→ Stated goal
Rewrite the lines of every row below as a numbered list, omitting any blank lines.

→ Stored rows

* * * * * * *

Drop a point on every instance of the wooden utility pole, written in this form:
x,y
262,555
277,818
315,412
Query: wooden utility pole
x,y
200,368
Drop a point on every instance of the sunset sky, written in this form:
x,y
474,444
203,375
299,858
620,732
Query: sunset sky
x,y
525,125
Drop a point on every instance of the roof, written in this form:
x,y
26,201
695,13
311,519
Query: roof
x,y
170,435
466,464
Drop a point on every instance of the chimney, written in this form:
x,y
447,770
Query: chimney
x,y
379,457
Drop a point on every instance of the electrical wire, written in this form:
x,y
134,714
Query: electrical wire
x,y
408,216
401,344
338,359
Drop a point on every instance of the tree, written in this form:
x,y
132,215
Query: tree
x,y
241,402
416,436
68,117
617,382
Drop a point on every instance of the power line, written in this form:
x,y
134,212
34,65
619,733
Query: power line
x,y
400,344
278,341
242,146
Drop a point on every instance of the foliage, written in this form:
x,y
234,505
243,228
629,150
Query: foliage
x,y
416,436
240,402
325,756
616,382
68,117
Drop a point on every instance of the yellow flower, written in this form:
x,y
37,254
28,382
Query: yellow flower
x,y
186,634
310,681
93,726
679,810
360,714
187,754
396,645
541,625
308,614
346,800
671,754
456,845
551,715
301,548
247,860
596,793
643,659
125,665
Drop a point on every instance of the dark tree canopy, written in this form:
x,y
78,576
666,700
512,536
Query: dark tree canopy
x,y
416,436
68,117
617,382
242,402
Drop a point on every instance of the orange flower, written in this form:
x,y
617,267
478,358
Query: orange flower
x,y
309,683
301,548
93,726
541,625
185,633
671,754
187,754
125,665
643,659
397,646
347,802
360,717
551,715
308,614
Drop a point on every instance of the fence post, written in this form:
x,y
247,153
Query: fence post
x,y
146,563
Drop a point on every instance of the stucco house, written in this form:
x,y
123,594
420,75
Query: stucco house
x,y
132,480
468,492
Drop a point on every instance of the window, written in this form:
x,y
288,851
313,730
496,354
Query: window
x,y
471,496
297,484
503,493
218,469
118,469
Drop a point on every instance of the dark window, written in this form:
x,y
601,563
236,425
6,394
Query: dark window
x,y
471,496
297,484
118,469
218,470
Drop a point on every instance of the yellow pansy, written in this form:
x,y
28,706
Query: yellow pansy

* * * * * * *

→ Final result
1. Drop a point on every instance of the wooden utility pole, written in this form:
2. x,y
3. 262,555
4. 277,818
5. 315,412
6. Query: wooden utility pole
7. x,y
8. 200,368
9. Drop a point on every instance of the sunset sky, written in this form:
10. x,y
11. 474,444
12. 203,375
13. 299,858
14. 620,732
15. Query: sunset sky
16. x,y
17. 525,125
18. Drop a point on every instance of the roof, written in this form:
19. x,y
20. 26,201
21. 695,13
22. 311,519
23. Query: roof
24. x,y
25. 170,435
26. 466,464
27. Drop a point on every instance of the chimney, written in this form:
28. x,y
29. 447,770
30. Query: chimney
31. x,y
32. 379,457
33. Drop a point on every instance of the electrical wire, written in this form:
34. x,y
35. 134,714
36. Query: electrical wire
37. x,y
38. 408,216
39. 401,344
40. 338,359
41. Drop a point on every instance of the tree, written in this form:
42. x,y
43. 132,215
44. Query: tree
45. x,y
46. 241,402
47. 416,436
48. 68,117
49. 617,382
50. Drop a point on every instance of the power line, written in this form:
51. x,y
52. 134,212
53. 34,65
54. 619,733
55. Query: power line
56. x,y
57. 400,344
58. 278,341
59. 242,146
60. Drop a point on every instance of the foliage, written in this form:
61. x,y
62. 234,505
63. 243,228
64. 629,150
65. Query: foliage
66. x,y
67. 416,436
68. 240,402
69. 325,756
70. 616,382
71. 68,117
72. Drop a point on every instance of the yellow flower, written in this form:
73. x,y
74. 37,254
75. 28,382
76. Query: yellow flower
77. x,y
78. 186,634
79. 310,681
80. 93,726
81. 679,810
82. 360,714
83. 187,754
84. 396,645
85. 541,625
86. 308,614
87. 346,800
88. 671,754
89. 456,845
90. 551,715
91. 301,548
92. 247,860
93. 596,793
94. 643,659
95. 125,665
96. Drop a point on every instance of the dark tree canopy, written in this form:
97. x,y
98. 78,576
99. 666,700
100. 512,536
101. Query: dark tree canopy
102. x,y
103. 416,436
104. 68,117
105. 617,382
106. 242,402
107. Drop a point on every instance of the orange flower, written in this form:
108. x,y
109. 617,267
110. 478,358
111. Query: orange flower
112. x,y
113. 309,683
114. 301,548
115. 93,726
116. 541,625
117. 185,633
118. 671,754
119. 187,754
120. 125,665
121. 643,659
122. 397,646
123. 347,802
124. 360,717
125. 551,715
126. 308,614
127. Drop a point on every instance of the fence post, written in this form:
128. x,y
129. 247,153
130. Query: fence post
131. x,y
132. 146,563
133. Drop a point on every instance of the stucco house, written in this form:
134. x,y
135. 123,594
136. 420,75
137. Query: stucco house
138. x,y
139. 132,480
140. 468,492
141. Drop a point on every instance of the window, written in this form:
142. x,y
143. 288,851
144. 313,730
145. 496,354
146. Query: window
147. x,y
148. 471,496
149. 297,484
150. 503,493
151. 218,469
152. 118,469
153. Drop a point on every instance of the dark window, written in this form:
154. x,y
155. 601,563
156. 236,425
157. 6,394
158. Query: dark window
159. x,y
160. 471,496
161. 297,484
162. 118,469
163. 218,470
164. Drop a point on every instance of the yellow pansy, written in this form:
165. x,y
166. 28,706
167. Query: yellow pansy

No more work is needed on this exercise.